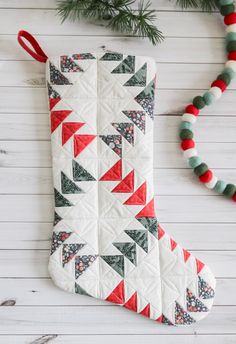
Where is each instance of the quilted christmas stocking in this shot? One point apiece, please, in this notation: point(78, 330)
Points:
point(107, 242)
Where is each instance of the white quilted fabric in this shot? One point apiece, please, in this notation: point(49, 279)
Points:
point(107, 242)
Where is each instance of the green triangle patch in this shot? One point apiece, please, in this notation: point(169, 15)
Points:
point(69, 187)
point(139, 78)
point(146, 98)
point(80, 174)
point(140, 237)
point(112, 57)
point(61, 201)
point(116, 263)
point(150, 223)
point(128, 249)
point(56, 77)
point(127, 66)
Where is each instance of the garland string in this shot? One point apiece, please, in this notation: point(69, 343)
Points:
point(200, 168)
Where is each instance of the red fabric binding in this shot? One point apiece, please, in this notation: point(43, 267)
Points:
point(37, 53)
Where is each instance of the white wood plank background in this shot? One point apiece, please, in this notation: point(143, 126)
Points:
point(32, 309)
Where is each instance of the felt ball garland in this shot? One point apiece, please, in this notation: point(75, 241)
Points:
point(218, 86)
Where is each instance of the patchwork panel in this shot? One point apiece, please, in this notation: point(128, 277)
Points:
point(107, 242)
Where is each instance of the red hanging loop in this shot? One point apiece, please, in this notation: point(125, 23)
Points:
point(37, 53)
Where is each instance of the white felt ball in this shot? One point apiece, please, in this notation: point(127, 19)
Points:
point(231, 64)
point(212, 183)
point(216, 91)
point(188, 117)
point(190, 152)
point(231, 28)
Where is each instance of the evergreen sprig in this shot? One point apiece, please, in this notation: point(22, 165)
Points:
point(205, 5)
point(120, 17)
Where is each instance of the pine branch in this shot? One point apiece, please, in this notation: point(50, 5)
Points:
point(205, 5)
point(118, 16)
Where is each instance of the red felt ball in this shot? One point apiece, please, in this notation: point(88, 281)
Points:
point(187, 144)
point(232, 55)
point(230, 19)
point(192, 109)
point(219, 83)
point(206, 177)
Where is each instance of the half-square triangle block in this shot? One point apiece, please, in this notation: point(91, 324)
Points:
point(126, 185)
point(68, 129)
point(114, 173)
point(118, 294)
point(138, 197)
point(81, 142)
point(57, 117)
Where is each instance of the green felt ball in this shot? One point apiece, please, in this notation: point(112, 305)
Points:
point(208, 98)
point(186, 134)
point(231, 36)
point(230, 72)
point(230, 190)
point(194, 161)
point(225, 2)
point(201, 169)
point(227, 9)
point(231, 46)
point(199, 102)
point(220, 186)
point(225, 77)
point(186, 125)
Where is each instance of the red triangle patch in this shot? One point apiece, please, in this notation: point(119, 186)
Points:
point(148, 210)
point(138, 197)
point(186, 255)
point(173, 244)
point(161, 232)
point(114, 173)
point(126, 185)
point(132, 303)
point(57, 117)
point(146, 311)
point(118, 294)
point(68, 129)
point(81, 142)
point(53, 102)
point(200, 265)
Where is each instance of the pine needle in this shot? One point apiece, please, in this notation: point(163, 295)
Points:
point(117, 14)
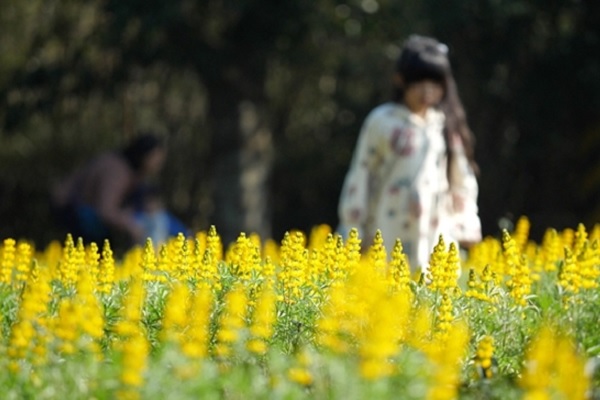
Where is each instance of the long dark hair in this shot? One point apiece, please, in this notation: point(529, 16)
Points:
point(138, 148)
point(426, 58)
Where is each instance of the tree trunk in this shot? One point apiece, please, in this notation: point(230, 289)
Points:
point(241, 154)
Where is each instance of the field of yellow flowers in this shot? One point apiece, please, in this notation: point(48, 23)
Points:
point(310, 317)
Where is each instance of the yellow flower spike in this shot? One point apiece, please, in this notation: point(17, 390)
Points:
point(213, 243)
point(292, 275)
point(580, 239)
point(106, 271)
point(551, 249)
point(271, 250)
point(569, 277)
point(181, 256)
point(175, 314)
point(568, 238)
point(353, 246)
point(23, 262)
point(318, 236)
point(377, 253)
point(437, 262)
point(92, 260)
point(7, 261)
point(517, 270)
point(521, 233)
point(149, 263)
point(51, 255)
point(399, 269)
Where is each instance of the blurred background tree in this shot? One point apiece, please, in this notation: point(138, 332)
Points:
point(261, 101)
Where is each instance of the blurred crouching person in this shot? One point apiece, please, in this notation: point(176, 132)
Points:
point(94, 201)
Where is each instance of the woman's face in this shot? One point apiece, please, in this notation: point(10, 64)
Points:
point(420, 96)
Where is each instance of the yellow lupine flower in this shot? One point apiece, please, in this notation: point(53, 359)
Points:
point(399, 268)
point(437, 264)
point(175, 313)
point(23, 261)
point(377, 253)
point(106, 270)
point(551, 249)
point(521, 233)
point(7, 261)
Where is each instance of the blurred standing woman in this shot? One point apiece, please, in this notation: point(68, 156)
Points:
point(413, 173)
point(95, 202)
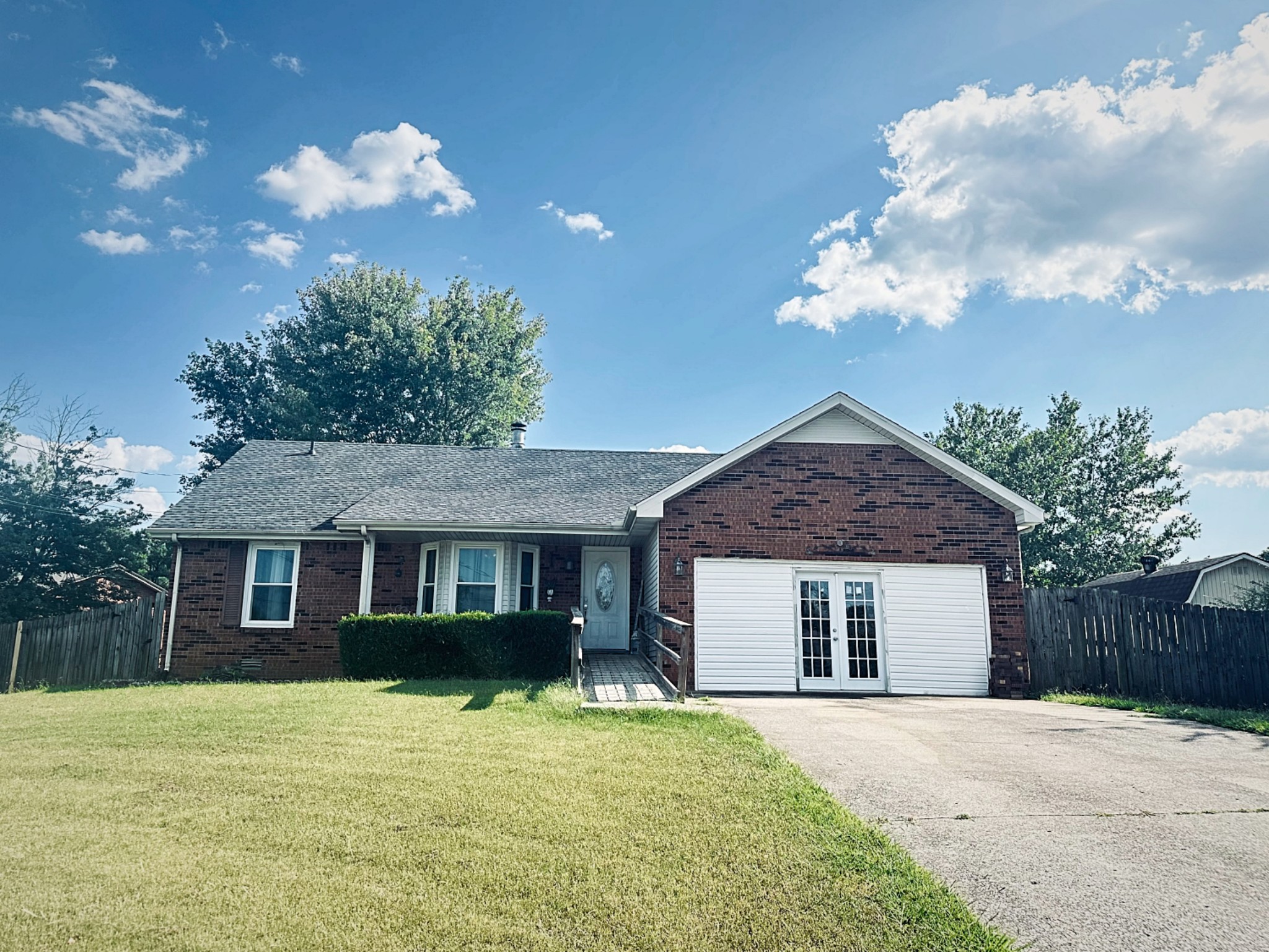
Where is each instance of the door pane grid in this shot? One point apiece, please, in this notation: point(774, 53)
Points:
point(861, 630)
point(816, 630)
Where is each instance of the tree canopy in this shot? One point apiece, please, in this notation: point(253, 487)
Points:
point(372, 357)
point(1109, 497)
point(63, 515)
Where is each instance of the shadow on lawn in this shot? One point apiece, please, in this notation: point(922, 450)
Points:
point(483, 692)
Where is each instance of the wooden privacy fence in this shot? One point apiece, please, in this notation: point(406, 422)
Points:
point(94, 645)
point(1102, 641)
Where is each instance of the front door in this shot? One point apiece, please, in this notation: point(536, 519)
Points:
point(605, 600)
point(839, 632)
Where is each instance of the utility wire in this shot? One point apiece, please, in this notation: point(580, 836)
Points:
point(112, 469)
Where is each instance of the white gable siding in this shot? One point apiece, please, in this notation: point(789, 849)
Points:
point(936, 630)
point(1224, 585)
point(835, 427)
point(744, 626)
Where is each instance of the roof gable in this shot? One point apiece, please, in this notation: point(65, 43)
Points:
point(825, 418)
point(1170, 583)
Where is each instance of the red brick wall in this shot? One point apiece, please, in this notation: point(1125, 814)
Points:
point(555, 573)
point(329, 582)
point(395, 583)
point(792, 499)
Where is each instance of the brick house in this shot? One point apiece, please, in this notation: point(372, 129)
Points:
point(836, 551)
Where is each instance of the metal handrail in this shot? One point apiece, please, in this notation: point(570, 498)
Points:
point(682, 629)
point(577, 624)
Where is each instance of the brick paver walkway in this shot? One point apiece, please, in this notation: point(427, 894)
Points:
point(621, 678)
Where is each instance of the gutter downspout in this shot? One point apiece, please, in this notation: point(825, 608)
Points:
point(363, 606)
point(172, 608)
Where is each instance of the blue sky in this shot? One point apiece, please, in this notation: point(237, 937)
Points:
point(712, 141)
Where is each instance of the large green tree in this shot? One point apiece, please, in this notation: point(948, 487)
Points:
point(1109, 498)
point(63, 515)
point(372, 357)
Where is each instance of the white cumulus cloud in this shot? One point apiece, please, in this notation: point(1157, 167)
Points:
point(582, 221)
point(273, 315)
point(847, 222)
point(288, 63)
point(113, 243)
point(1122, 193)
point(380, 169)
point(277, 247)
point(127, 122)
point(201, 238)
point(1227, 448)
point(125, 215)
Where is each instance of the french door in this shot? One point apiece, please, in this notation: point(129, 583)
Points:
point(839, 632)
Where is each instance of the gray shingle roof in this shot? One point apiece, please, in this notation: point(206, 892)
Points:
point(1169, 583)
point(277, 486)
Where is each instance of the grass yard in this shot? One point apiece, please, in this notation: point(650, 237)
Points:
point(1232, 717)
point(431, 815)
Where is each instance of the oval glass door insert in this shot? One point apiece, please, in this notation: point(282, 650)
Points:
point(605, 585)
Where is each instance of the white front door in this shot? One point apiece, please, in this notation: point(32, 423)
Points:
point(605, 600)
point(839, 632)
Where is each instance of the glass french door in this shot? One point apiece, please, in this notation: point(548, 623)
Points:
point(839, 632)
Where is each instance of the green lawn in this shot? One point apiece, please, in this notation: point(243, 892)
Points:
point(1234, 717)
point(431, 816)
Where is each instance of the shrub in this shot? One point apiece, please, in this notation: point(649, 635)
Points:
point(532, 645)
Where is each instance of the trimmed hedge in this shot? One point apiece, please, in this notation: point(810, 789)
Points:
point(532, 645)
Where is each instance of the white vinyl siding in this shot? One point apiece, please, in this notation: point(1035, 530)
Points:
point(1223, 585)
point(936, 630)
point(744, 626)
point(652, 570)
point(835, 427)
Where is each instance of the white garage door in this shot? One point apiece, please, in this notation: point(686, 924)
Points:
point(933, 635)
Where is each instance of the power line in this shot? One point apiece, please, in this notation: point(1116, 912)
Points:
point(64, 512)
point(112, 469)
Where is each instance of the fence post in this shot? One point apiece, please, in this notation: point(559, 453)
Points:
point(17, 648)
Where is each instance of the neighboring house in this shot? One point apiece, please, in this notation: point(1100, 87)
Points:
point(118, 584)
point(836, 551)
point(1206, 582)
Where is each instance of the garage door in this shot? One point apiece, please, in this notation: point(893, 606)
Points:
point(754, 631)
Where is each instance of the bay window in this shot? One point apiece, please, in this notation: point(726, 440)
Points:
point(476, 579)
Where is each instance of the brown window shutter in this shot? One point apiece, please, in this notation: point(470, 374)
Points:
point(235, 577)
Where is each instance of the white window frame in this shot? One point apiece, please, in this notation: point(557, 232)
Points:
point(537, 573)
point(499, 572)
point(436, 583)
point(249, 585)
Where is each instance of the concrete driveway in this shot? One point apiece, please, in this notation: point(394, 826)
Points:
point(1089, 829)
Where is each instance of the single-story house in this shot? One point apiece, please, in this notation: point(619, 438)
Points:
point(838, 551)
point(1205, 582)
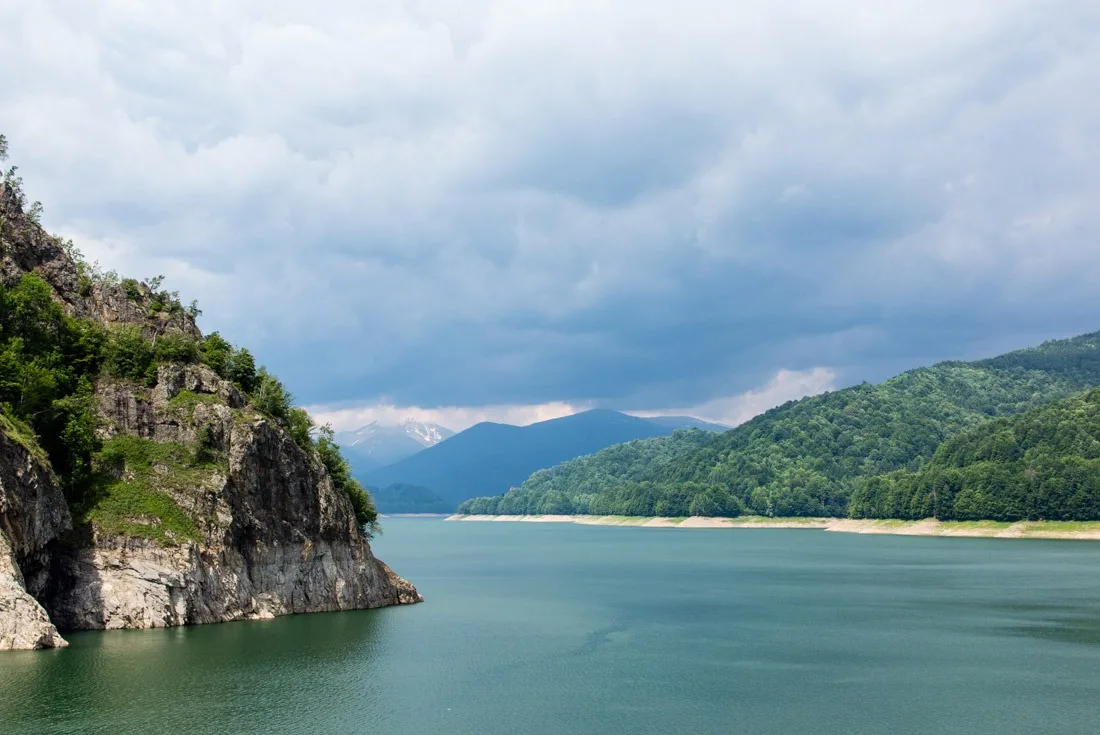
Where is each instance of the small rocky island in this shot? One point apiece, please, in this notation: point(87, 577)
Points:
point(179, 486)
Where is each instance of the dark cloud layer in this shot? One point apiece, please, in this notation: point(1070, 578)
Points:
point(639, 205)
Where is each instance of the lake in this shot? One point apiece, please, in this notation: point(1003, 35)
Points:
point(562, 628)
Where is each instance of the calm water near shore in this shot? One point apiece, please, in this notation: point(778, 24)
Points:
point(561, 628)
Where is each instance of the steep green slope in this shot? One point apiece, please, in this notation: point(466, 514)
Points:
point(1043, 464)
point(409, 498)
point(603, 483)
point(806, 457)
point(492, 458)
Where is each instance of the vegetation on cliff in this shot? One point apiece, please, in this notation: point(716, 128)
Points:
point(807, 457)
point(52, 359)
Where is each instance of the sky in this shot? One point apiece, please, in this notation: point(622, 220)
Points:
point(513, 211)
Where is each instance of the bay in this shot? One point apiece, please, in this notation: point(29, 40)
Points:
point(563, 628)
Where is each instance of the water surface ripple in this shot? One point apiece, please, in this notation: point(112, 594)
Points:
point(542, 628)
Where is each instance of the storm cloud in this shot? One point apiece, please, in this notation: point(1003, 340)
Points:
point(639, 205)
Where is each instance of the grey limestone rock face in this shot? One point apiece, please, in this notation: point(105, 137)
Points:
point(33, 515)
point(278, 538)
point(24, 625)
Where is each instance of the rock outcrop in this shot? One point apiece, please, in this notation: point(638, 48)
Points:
point(265, 531)
point(277, 537)
point(33, 515)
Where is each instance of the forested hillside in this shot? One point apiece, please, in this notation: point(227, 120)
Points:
point(598, 483)
point(806, 457)
point(492, 458)
point(1040, 465)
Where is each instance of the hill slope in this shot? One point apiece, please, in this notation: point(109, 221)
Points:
point(408, 498)
point(151, 475)
point(375, 446)
point(1043, 464)
point(806, 457)
point(491, 458)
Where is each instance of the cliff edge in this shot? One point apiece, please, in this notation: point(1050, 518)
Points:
point(175, 484)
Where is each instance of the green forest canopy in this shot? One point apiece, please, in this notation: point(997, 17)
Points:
point(50, 360)
point(807, 457)
point(1043, 464)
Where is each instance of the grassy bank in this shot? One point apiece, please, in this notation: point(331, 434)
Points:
point(1068, 529)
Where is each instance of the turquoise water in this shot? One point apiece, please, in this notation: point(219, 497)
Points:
point(562, 628)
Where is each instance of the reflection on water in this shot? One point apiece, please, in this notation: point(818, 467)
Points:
point(232, 672)
point(559, 628)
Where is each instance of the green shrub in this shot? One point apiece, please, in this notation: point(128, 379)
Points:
point(129, 354)
point(176, 349)
point(272, 397)
point(131, 288)
point(340, 471)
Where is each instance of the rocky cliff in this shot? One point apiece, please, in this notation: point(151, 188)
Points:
point(204, 509)
point(33, 515)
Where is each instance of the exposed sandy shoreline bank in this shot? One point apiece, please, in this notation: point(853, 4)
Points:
point(1069, 529)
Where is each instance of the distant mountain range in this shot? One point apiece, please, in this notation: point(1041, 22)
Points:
point(487, 459)
point(956, 440)
point(375, 446)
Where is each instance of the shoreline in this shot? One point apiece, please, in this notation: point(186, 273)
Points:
point(1043, 529)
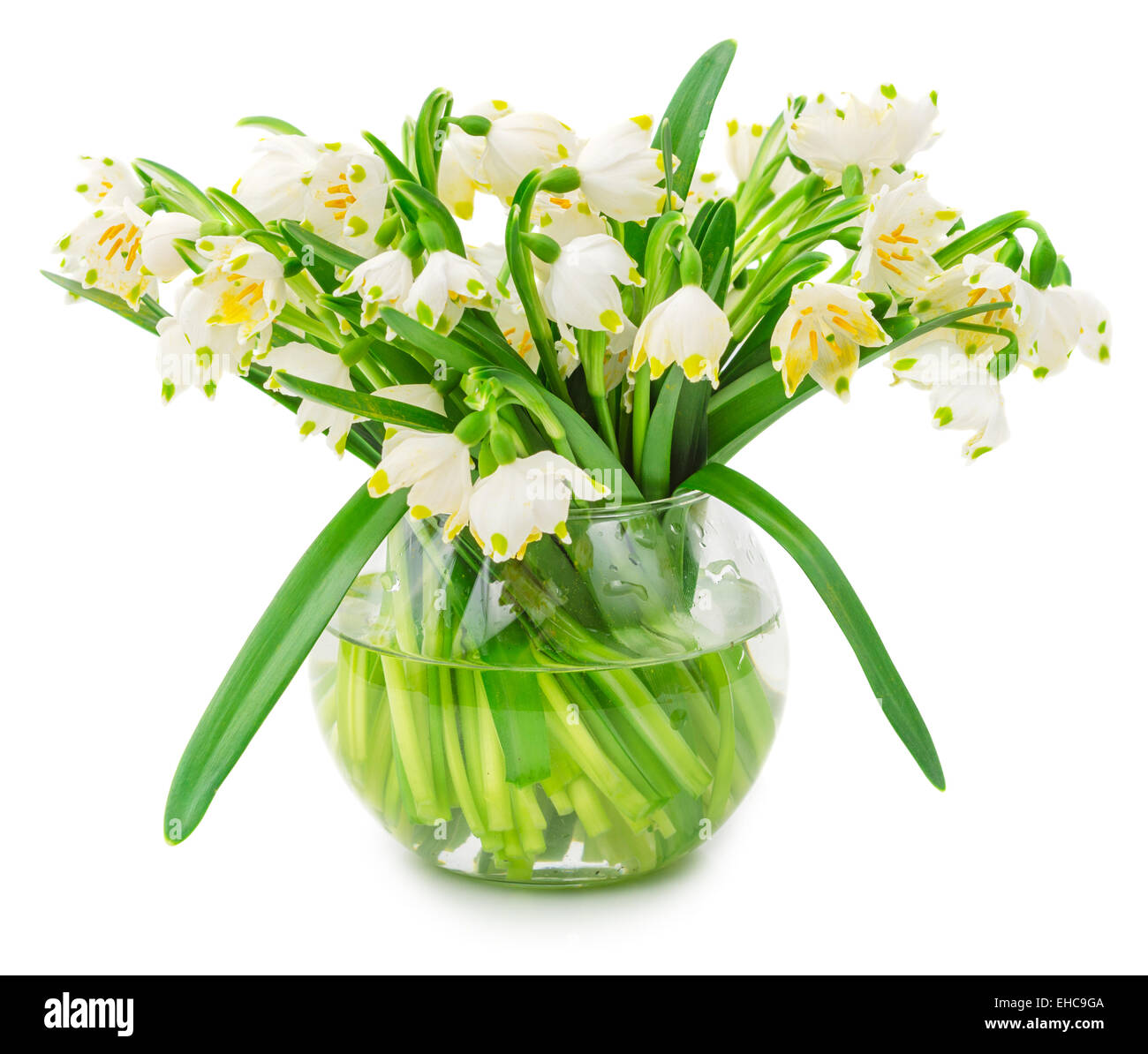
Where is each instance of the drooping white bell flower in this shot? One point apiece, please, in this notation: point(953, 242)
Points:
point(913, 122)
point(1071, 320)
point(620, 171)
point(104, 252)
point(435, 466)
point(345, 198)
point(309, 363)
point(381, 282)
point(520, 142)
point(230, 306)
point(743, 142)
point(276, 185)
point(703, 187)
point(688, 328)
point(110, 182)
point(448, 283)
point(1095, 327)
point(567, 216)
point(520, 502)
point(833, 133)
point(983, 282)
point(460, 161)
point(581, 293)
point(159, 232)
point(963, 394)
point(903, 229)
point(821, 333)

What needs to be done:
Turn the part of the listing above that opens with the line containing "Where is each instance of the bay window" and closes with the line containing "point(1205, 582)" into a numbered list, leaving out any blank lines.

Complete response:
1. Where is each instance of the bay window in this shot? One point apiece, please, in this notation: point(726, 440)
2. Points:
3. point(476, 579)
4. Where is each instance of the brown window shutter in this shot? One point apiece, please, in this notation: point(470, 374)
5. Points:
6. point(235, 577)
7. Where is each instance of the white window frame in this shot? One point apiece, please, in this notation: point(557, 232)
8. Points:
9. point(537, 573)
10. point(499, 572)
11. point(436, 583)
12. point(249, 585)
13. Where is each instance of the concrete driveway in this shot? One point apiece, please, in this notation: point(394, 826)
14. Points:
15. point(1089, 829)
16. Where is each instance of the single-story house in this shot? One point apiece, please, in this notation: point(619, 438)
17. Points:
18. point(838, 551)
19. point(1205, 582)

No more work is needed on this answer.